* _Goal_: Rescale the data from its first line through the line holding "[182,0,293,134]", inclusive. Copy every line in that range, changing only the bounding-box coordinates: multiply each by 1.85 and round it to a whole number, with halves rounded up.

***** Data supplied *****

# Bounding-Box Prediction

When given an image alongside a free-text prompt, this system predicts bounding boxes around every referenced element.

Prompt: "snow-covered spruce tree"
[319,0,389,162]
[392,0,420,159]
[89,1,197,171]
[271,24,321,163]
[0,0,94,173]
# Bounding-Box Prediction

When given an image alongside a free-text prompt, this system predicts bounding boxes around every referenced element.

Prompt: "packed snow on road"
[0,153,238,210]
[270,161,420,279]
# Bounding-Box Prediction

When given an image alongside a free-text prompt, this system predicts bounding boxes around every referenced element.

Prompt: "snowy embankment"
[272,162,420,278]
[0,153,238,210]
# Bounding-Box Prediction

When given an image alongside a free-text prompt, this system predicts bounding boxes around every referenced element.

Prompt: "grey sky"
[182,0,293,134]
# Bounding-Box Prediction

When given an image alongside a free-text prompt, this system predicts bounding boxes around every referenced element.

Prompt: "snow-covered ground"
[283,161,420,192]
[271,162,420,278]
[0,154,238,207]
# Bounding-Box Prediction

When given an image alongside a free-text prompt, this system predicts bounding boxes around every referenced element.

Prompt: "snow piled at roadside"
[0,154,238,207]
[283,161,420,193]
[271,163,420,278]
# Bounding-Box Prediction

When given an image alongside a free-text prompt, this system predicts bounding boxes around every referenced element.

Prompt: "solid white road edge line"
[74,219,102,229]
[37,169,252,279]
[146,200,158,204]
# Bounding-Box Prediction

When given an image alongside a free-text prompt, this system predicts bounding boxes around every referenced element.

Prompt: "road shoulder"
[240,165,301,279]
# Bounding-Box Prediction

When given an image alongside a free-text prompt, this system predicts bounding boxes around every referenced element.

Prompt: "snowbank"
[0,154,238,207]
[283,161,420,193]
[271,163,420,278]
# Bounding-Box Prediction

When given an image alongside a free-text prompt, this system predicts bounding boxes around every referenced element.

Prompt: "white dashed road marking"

*****

* _Written response_:
# Bounding-Box Prediction

When given an image alongside a free-text prompt, this system predicts bounding boxes around every referenced element.

Prompt: "snow-covered spruce tree"
[590,0,720,300]
[725,0,777,294]
[165,2,364,316]
[501,44,594,302]
[0,0,174,320]
# Bounding-Box Prediction

When given an image alongside a free-text prompt, this system predicts bounding boxes around every referenced element.

Prompt: "packed snow on road"
[0,283,440,389]
[500,298,777,516]
# Bounding-Box Prediction

When given an image alongside a free-text prompt, this system predicts bounding boxes around every referenced element.

Prompt: "snowy embankment"
[503,300,777,514]
[0,283,440,389]
# Bounding-Box Prediction

When given an image alongside a free-text prompt, this system predicts bounding boxes around every referenced element.

Prompt: "grey sky"
[337,0,542,248]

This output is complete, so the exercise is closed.